** BEGIN Extracted records **

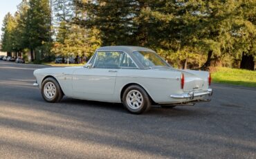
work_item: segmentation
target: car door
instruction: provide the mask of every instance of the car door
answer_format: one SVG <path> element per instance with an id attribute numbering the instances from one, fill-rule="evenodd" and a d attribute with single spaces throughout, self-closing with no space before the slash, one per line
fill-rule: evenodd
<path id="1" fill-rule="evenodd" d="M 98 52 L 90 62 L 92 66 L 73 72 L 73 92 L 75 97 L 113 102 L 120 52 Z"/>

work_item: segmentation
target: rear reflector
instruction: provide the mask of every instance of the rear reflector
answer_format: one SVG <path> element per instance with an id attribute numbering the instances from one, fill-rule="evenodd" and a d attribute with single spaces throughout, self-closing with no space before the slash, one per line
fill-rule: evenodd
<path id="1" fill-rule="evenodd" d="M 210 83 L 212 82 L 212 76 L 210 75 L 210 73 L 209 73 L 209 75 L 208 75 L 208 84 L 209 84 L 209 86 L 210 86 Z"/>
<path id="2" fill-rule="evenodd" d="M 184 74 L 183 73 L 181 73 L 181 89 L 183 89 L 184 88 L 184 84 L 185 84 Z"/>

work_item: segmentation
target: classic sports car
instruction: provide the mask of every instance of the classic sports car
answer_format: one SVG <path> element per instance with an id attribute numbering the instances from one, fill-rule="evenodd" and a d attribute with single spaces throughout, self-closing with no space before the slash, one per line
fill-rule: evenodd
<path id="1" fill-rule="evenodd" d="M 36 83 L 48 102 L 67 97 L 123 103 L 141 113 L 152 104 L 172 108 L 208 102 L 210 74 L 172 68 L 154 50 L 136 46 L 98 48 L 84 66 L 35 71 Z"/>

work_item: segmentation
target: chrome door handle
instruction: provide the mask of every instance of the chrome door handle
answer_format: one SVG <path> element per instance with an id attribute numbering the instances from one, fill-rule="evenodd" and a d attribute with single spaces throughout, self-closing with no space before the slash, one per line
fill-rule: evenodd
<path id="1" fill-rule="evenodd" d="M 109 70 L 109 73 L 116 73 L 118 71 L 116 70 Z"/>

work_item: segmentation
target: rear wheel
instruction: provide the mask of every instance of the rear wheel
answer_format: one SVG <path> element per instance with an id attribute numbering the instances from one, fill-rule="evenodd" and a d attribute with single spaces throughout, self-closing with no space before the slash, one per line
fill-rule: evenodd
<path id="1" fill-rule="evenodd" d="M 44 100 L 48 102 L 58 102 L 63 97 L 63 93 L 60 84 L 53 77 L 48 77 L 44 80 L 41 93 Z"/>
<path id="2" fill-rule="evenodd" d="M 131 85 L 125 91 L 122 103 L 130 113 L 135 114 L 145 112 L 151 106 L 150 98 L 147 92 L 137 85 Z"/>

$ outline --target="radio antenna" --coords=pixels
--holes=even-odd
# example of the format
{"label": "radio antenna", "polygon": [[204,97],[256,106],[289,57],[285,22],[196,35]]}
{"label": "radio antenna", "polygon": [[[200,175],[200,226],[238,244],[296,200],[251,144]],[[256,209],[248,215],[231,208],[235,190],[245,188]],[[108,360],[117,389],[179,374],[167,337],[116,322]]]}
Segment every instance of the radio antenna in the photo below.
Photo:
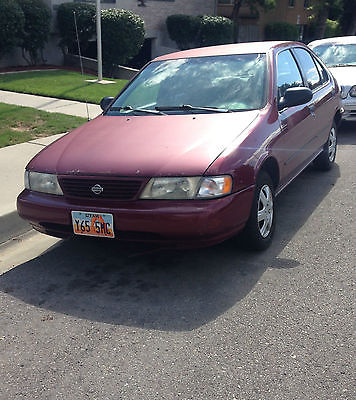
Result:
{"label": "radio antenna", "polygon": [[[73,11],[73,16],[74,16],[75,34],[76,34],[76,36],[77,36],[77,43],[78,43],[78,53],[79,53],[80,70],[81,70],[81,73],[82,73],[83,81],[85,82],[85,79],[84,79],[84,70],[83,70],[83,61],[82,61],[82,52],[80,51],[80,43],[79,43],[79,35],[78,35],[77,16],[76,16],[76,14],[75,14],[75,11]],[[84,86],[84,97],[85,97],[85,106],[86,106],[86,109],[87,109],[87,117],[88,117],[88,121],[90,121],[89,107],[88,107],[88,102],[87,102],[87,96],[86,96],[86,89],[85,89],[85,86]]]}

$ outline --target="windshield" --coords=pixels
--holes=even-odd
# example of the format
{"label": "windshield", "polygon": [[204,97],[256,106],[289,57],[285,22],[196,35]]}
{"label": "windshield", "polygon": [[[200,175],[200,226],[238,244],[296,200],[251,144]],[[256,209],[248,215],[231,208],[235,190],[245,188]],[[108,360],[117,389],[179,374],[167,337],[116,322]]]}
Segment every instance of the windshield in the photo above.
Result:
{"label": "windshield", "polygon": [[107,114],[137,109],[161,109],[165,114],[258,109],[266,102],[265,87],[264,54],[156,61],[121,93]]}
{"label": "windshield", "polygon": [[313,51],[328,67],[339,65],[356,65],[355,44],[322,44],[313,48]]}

** END Extracted records **
** BEGIN Extracted records **

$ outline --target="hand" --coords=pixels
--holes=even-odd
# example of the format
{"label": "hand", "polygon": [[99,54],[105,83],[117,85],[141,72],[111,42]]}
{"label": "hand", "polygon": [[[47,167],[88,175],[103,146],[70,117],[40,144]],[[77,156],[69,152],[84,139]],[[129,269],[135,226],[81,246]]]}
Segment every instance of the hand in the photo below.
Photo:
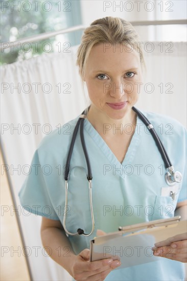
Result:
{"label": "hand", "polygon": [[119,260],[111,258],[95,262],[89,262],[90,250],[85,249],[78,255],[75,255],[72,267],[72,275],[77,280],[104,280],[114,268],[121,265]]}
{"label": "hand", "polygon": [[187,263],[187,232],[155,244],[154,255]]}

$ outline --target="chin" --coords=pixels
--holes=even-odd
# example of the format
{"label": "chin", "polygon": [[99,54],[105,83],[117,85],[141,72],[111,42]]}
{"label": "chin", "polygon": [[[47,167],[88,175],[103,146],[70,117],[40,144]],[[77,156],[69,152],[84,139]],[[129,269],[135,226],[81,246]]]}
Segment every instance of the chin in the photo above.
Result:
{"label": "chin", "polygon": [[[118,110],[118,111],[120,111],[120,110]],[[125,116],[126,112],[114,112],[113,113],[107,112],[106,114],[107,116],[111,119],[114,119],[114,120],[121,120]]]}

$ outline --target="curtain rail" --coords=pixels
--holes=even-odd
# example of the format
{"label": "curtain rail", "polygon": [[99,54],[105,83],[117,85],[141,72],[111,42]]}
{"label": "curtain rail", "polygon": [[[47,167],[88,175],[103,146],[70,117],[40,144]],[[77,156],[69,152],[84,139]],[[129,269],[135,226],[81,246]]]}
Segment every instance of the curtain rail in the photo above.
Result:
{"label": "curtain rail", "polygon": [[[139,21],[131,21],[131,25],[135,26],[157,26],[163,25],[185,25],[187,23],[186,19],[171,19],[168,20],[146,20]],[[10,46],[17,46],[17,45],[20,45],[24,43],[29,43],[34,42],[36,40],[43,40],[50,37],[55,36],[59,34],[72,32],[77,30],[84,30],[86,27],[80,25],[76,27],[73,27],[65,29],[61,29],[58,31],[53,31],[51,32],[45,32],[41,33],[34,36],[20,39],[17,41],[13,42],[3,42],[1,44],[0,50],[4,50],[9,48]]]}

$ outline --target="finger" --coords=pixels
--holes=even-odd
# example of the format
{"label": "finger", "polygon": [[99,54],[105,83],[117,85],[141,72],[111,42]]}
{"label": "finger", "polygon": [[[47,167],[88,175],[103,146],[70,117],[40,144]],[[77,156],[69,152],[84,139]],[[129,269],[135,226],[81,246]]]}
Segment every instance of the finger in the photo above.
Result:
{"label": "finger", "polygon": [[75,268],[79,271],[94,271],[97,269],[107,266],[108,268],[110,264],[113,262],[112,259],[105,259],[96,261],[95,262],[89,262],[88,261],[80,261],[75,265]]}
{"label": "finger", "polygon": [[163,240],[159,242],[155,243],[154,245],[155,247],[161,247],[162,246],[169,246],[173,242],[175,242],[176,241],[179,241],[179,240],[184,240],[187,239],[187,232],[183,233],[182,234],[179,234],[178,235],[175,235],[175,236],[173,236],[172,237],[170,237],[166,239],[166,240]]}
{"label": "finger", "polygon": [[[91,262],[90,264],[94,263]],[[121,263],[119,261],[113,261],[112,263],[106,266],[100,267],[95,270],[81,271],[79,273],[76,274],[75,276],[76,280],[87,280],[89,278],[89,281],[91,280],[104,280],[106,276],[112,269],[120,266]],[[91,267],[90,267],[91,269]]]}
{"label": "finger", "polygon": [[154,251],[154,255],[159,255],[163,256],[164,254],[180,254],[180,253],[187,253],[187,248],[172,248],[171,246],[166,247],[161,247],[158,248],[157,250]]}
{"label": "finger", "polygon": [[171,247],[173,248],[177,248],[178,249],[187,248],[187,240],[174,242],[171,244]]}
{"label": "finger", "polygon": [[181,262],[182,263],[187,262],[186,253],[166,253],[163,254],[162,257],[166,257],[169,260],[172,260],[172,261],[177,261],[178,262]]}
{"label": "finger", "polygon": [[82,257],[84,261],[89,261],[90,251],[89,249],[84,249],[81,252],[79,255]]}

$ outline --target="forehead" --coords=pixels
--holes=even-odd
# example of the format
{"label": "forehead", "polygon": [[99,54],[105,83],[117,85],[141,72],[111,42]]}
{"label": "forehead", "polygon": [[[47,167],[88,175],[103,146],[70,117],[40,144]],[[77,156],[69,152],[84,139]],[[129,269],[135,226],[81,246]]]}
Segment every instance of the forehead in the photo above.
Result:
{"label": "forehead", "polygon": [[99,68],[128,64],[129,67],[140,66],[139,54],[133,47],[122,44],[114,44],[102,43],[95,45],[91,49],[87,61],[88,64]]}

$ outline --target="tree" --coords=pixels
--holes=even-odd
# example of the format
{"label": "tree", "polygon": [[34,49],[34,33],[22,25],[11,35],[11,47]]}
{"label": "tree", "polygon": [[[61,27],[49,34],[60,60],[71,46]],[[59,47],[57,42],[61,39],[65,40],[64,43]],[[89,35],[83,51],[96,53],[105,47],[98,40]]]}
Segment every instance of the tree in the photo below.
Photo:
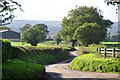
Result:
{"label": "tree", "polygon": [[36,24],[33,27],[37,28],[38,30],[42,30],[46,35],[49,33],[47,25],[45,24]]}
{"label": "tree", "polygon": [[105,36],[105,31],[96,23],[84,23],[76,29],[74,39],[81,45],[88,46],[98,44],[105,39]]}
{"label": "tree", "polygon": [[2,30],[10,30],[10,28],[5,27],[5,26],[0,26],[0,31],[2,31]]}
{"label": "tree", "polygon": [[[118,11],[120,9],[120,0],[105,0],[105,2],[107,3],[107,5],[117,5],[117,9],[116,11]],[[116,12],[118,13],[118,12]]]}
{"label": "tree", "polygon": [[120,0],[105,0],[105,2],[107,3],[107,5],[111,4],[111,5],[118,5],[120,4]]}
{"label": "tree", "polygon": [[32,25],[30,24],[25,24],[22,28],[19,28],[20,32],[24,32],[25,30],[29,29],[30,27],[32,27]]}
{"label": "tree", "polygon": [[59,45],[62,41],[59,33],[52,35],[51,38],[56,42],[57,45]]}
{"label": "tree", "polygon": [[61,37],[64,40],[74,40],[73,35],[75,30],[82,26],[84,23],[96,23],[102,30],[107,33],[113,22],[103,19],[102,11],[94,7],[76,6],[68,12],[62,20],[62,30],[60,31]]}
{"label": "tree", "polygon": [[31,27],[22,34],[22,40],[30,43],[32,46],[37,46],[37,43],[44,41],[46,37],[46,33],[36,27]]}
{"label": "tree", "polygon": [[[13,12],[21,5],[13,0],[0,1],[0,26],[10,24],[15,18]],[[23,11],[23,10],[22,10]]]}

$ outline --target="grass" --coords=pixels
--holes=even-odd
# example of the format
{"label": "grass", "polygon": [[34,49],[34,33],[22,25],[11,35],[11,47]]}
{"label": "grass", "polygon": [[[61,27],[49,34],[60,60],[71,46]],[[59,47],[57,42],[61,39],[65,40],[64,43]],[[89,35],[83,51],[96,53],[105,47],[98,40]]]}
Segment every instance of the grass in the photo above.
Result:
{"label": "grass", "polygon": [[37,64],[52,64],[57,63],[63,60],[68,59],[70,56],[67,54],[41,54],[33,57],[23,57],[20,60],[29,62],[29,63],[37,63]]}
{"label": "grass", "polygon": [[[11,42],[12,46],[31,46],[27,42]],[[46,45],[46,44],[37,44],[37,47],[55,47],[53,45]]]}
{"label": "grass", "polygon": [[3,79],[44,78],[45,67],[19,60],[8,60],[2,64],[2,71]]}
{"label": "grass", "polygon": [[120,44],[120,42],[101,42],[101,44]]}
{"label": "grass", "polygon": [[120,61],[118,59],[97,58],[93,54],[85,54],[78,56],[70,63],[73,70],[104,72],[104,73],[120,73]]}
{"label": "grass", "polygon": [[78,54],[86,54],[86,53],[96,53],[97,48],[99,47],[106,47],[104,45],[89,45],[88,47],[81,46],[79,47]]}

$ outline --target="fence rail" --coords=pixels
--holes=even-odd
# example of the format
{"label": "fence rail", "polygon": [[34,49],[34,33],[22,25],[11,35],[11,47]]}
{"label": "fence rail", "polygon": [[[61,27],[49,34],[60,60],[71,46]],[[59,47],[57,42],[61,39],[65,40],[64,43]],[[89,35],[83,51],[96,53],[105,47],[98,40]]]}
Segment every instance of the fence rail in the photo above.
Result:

** END Extracted records **
** BEGIN Extracted records **

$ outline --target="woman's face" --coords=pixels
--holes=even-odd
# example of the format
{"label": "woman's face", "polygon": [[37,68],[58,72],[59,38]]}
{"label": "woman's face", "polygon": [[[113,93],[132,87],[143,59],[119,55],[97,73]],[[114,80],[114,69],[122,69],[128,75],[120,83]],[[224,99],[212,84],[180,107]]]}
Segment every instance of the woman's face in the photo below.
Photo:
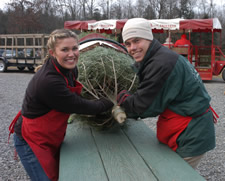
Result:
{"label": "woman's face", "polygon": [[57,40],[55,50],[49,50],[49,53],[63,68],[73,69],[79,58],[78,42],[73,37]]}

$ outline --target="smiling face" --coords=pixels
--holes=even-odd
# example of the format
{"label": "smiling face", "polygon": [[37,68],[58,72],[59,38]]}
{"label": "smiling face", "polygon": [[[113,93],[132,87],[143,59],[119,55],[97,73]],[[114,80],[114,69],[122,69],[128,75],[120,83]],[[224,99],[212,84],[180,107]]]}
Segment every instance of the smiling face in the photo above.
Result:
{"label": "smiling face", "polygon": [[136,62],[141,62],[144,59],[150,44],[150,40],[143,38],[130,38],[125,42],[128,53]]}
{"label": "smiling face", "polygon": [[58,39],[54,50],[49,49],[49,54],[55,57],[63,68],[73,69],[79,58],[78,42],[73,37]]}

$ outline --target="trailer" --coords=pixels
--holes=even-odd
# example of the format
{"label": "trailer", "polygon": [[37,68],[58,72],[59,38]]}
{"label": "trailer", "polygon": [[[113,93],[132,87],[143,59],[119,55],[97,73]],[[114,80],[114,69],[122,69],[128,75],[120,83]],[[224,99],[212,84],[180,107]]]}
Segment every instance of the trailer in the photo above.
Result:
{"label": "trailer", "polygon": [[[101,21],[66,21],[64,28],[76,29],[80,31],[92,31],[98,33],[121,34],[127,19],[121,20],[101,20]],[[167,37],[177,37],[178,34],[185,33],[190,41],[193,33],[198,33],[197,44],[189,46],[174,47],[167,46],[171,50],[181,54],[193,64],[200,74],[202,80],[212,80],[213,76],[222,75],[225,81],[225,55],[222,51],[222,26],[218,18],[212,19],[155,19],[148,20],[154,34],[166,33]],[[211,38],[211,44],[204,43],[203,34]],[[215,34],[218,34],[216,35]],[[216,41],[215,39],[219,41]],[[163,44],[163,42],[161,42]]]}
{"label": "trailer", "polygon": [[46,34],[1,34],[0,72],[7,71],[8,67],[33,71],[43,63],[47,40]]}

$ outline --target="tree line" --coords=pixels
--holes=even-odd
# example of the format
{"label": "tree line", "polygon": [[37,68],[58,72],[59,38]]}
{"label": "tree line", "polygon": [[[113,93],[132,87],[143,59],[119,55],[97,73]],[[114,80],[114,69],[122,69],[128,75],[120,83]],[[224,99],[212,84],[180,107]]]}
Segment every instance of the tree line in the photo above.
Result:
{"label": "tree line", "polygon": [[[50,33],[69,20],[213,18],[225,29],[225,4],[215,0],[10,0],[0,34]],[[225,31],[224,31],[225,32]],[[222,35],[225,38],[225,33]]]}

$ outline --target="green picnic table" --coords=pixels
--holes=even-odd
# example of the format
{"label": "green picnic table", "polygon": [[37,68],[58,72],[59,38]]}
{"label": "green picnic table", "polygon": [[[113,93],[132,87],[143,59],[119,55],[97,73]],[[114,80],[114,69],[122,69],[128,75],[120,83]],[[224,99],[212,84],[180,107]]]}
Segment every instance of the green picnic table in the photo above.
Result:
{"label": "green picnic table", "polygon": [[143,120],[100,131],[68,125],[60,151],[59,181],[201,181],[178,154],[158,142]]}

** END Extracted records **

What is needed. Return every line of the data above that contains the string "provide".

Response to the exercise.
instruction: provide the mask of every instance of the car door
instruction: provide the mask of every instance of the rear reflector
instruction: provide the mask of every instance of the classic sports car
instruction: provide the mask of every instance of the chrome door handle
instruction: provide the mask of every instance of the rear wheel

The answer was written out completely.